____ Stored data

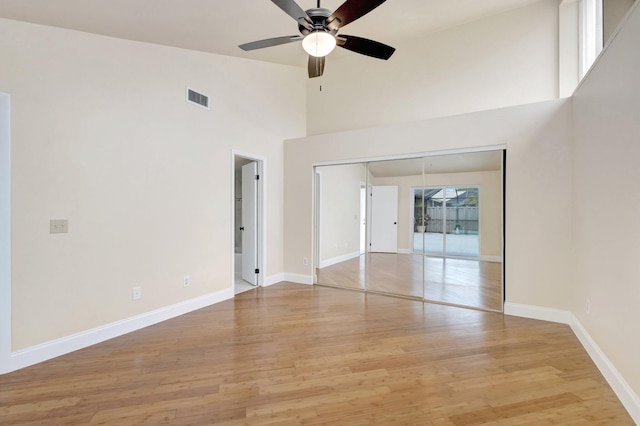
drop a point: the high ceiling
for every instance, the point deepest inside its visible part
(219, 26)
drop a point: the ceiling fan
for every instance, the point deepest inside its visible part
(319, 32)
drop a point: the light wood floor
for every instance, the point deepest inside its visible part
(462, 282)
(293, 354)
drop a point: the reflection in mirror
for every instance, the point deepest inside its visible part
(426, 228)
(393, 265)
(341, 226)
(462, 195)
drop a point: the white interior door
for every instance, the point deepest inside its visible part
(249, 223)
(384, 219)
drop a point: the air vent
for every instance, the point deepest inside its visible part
(197, 98)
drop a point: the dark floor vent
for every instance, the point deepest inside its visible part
(197, 98)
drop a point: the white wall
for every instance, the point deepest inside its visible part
(538, 142)
(102, 136)
(501, 60)
(606, 236)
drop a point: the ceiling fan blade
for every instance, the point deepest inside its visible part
(365, 46)
(316, 66)
(351, 10)
(260, 44)
(292, 9)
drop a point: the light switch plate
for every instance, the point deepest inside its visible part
(58, 226)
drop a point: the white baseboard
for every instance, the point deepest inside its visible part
(627, 396)
(537, 312)
(298, 278)
(54, 348)
(273, 279)
(339, 259)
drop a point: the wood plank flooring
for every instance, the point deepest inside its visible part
(293, 354)
(463, 282)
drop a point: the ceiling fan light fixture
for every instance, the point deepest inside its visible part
(319, 43)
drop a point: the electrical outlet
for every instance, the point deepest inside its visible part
(58, 226)
(136, 293)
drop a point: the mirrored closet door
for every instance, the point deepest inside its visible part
(427, 228)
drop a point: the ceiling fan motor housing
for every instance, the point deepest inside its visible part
(319, 18)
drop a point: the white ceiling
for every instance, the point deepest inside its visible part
(452, 163)
(219, 26)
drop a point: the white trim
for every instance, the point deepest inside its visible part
(499, 147)
(537, 312)
(5, 233)
(497, 259)
(298, 278)
(339, 259)
(67, 344)
(627, 396)
(273, 279)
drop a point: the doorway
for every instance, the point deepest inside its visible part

________

Short problem:
Present the rows above as a numbered list, leaving out blank lines and the pictures.

Problem solution:
1. drop a point: the high ceiling
2. for every instance, the point deepest inside its visible part
3. (219, 26)
4. drop a point: the ceiling fan
5. for every instance, the point deepest inside its visible part
6. (319, 32)
7. drop a point: the light wood floor
8. for every instance, the point deepest inside its visible part
9. (462, 282)
10. (293, 354)
11. drop a point: the reflection in mirror
12. for every instance, the point deepest inside its visible part
13. (426, 228)
14. (393, 265)
15. (341, 226)
16. (462, 195)
17. drop a point: the white interior door
18. for every instance, the point deepest inside its visible part
19. (249, 223)
20. (384, 219)
21. drop a point: the air vent
22. for every instance, the point deepest inside its visible part
23. (197, 98)
24. drop a point: the dark floor vent
25. for every instance, the point deepest inside its visible part
26. (197, 98)
27. drop a point: the white wall
28. for every instance, the point deepest inside its visible part
29. (538, 142)
30. (102, 136)
31. (501, 60)
32. (606, 236)
33. drop a point: the ceiling fan blade
34. for every instance, the point deepest inside its visible part
35. (365, 46)
36. (316, 66)
37. (351, 10)
38. (260, 44)
39. (292, 9)
40. drop a point: the light switch plate
41. for every instance, the point deepest inside its visible part
42. (58, 226)
43. drop a point: the white baseboard
44. for every instance, the point deepest inside its visible part
45. (627, 396)
46. (537, 312)
47. (298, 278)
48. (54, 348)
49. (273, 279)
50. (339, 259)
51. drop a point: the wood plank flooring
52. for every instance, the point deepest inside its visible part
53. (293, 354)
54. (463, 282)
55. drop a point: the ceiling fan light fixture
56. for every instance, the point deepest inside its visible part
57. (319, 43)
58. drop a point: the electrical outlet
59. for every instance, the point deepest inside its visible part
60. (58, 226)
61. (136, 293)
62. drop a point: the mirrored closet door
63. for every instance, the point deepest inside its visible part
64. (427, 228)
65. drop a point: the ceiling fan motor housing
66. for every instance, the point deepest inside its visible part
67. (319, 18)
68. drop a point: the white ceiling
69. for every instance, the point deepest inside its visible part
70. (452, 163)
71. (219, 26)
72. drop a point: the white trim
73. for every instance, the point deepest inside its visible part
74. (499, 147)
75. (537, 312)
76. (5, 233)
77. (497, 259)
78. (298, 278)
79. (339, 259)
80. (67, 344)
81. (627, 396)
82. (273, 279)
83. drop a point: the doorway
84. for every instance, the point deepest inside its visible part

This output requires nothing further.